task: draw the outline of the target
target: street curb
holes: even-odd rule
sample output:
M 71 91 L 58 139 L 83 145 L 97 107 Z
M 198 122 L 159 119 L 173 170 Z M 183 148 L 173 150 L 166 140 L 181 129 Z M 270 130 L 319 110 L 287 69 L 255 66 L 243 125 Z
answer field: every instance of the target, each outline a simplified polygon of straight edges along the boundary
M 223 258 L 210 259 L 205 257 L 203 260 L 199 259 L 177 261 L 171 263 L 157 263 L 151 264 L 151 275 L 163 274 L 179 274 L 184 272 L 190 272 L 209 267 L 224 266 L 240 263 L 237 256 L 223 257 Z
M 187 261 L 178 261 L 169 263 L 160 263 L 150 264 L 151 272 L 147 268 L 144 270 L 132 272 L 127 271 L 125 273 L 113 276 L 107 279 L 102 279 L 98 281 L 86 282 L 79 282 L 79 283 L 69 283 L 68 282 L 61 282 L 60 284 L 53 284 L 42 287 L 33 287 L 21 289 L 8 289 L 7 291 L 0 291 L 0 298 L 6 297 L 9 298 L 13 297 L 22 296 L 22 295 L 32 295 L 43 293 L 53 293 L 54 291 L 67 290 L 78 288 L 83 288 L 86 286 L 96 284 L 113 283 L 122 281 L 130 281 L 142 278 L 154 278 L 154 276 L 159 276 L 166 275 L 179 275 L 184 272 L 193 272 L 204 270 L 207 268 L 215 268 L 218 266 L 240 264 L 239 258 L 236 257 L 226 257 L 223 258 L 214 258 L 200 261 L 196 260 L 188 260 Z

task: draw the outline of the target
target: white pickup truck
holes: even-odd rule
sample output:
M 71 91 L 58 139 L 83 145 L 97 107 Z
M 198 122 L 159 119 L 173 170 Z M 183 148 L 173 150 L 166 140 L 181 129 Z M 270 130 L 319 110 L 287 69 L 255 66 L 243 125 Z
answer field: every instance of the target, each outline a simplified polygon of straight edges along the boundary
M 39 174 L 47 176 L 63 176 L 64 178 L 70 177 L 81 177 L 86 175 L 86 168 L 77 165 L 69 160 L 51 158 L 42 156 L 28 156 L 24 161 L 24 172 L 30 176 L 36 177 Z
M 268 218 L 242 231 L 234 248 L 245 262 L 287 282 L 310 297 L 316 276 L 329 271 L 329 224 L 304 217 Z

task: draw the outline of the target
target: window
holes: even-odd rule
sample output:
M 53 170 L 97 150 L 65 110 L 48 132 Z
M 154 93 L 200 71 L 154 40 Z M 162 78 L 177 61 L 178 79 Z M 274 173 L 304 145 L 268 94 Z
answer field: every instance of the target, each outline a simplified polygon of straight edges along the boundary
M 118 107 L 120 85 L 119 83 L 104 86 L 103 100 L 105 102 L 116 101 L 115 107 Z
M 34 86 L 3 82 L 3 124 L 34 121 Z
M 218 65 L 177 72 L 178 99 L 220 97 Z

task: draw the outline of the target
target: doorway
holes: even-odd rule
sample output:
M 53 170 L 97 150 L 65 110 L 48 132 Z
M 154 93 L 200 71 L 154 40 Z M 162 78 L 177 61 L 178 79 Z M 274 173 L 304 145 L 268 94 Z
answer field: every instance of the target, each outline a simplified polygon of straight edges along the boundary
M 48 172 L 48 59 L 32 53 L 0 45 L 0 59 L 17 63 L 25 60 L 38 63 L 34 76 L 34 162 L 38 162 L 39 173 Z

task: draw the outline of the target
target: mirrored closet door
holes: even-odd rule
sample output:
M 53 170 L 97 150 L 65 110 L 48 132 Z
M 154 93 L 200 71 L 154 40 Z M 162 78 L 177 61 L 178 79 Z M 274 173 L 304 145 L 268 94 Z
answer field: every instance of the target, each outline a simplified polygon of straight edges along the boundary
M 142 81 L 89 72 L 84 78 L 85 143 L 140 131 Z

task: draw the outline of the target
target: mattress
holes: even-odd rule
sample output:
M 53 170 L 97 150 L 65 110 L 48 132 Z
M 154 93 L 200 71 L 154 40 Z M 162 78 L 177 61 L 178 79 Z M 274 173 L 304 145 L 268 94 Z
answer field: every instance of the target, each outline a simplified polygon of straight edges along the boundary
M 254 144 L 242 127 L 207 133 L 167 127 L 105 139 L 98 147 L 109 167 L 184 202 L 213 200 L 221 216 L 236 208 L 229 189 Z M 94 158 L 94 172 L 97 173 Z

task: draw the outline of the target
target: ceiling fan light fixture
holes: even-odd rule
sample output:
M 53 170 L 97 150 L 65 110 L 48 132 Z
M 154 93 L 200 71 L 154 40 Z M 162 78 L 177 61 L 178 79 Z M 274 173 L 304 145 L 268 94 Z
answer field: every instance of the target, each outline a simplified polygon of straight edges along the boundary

----------

Objetivo do exercício — Reproduza sem alterações o trecho desde o início das linhas até a linha que contém "M 223 258 L", incluindo ambas as extremidades.

Resposta da tarefa —
task: draw the outline of the target
target: street curb
holes: even-odd rule
sample output:
M 71 91 L 58 139 L 83 145 L 97 107 Z
M 198 122 L 159 119 L 173 170 Z M 183 148 L 173 150 L 166 140 L 181 129 Z M 270 130 L 319 110 L 287 69 L 255 66 L 243 125 Z
answer field: every instance of the target, each outline a simplified polygon of straight edges along the boundary
M 223 258 L 210 259 L 205 257 L 203 260 L 199 259 L 177 261 L 171 263 L 157 263 L 151 264 L 151 275 L 163 274 L 179 274 L 184 272 L 190 272 L 209 267 L 224 266 L 240 263 L 237 256 L 223 257 Z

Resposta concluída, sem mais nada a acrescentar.